*** Source records

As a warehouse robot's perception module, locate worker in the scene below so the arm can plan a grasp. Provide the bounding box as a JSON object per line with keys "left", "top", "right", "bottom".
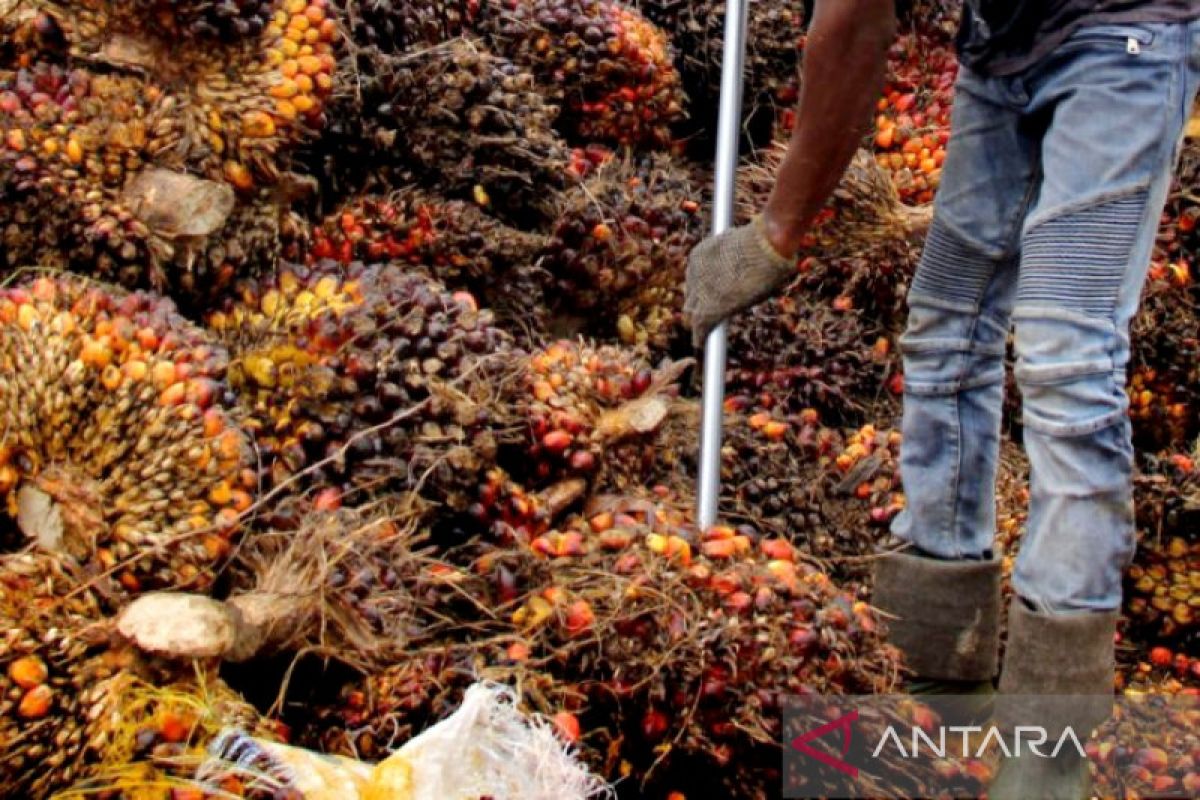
{"left": 684, "top": 1, "right": 1200, "bottom": 797}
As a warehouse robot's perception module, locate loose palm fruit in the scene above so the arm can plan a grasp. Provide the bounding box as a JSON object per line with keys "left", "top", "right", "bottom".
{"left": 0, "top": 275, "right": 254, "bottom": 593}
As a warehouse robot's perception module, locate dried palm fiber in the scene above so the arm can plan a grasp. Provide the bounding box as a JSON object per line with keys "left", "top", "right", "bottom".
{"left": 0, "top": 551, "right": 124, "bottom": 799}
{"left": 206, "top": 262, "right": 517, "bottom": 509}
{"left": 1124, "top": 448, "right": 1200, "bottom": 642}
{"left": 508, "top": 339, "right": 688, "bottom": 488}
{"left": 541, "top": 154, "right": 704, "bottom": 351}
{"left": 1129, "top": 266, "right": 1199, "bottom": 451}
{"left": 0, "top": 275, "right": 256, "bottom": 595}
{"left": 113, "top": 500, "right": 493, "bottom": 675}
{"left": 310, "top": 38, "right": 569, "bottom": 225}
{"left": 482, "top": 0, "right": 685, "bottom": 148}
{"left": 724, "top": 296, "right": 897, "bottom": 425}
{"left": 303, "top": 496, "right": 981, "bottom": 799}
{"left": 329, "top": 0, "right": 488, "bottom": 50}
{"left": 634, "top": 0, "right": 804, "bottom": 150}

******

- Exercise description:
Print every line of the data exactly. Pictures do not belong in the copy.

- Written answer:
As a warehouse robot's perception module, locate worker in the scene below so the arm can plan a grasp. Provide the bounding box as a JSON object per line with keys "left", "top", "right", "bottom".
{"left": 684, "top": 1, "right": 1200, "bottom": 797}
As a warehouse robot's perception module, locate loose palm fruit in the scene above so the arm can plan a grasp. Provide the bounding box as a JSON object per line with keys "left", "top", "right", "bottom".
{"left": 0, "top": 275, "right": 254, "bottom": 593}
As a warehouse robot's perception module, locate dried palm fiber in the scene above so the arm can plan a grasp. Provide the bounding box as a JSON object per line with keys "left", "top", "right", "bottom".
{"left": 0, "top": 551, "right": 124, "bottom": 799}
{"left": 206, "top": 262, "right": 517, "bottom": 509}
{"left": 1124, "top": 448, "right": 1200, "bottom": 642}
{"left": 508, "top": 339, "right": 688, "bottom": 488}
{"left": 541, "top": 154, "right": 704, "bottom": 351}
{"left": 1129, "top": 266, "right": 1199, "bottom": 451}
{"left": 0, "top": 275, "right": 256, "bottom": 595}
{"left": 113, "top": 500, "right": 493, "bottom": 675}
{"left": 310, "top": 38, "right": 569, "bottom": 225}
{"left": 482, "top": 0, "right": 685, "bottom": 148}
{"left": 724, "top": 296, "right": 897, "bottom": 425}
{"left": 303, "top": 496, "right": 981, "bottom": 799}
{"left": 329, "top": 0, "right": 488, "bottom": 50}
{"left": 634, "top": 0, "right": 804, "bottom": 150}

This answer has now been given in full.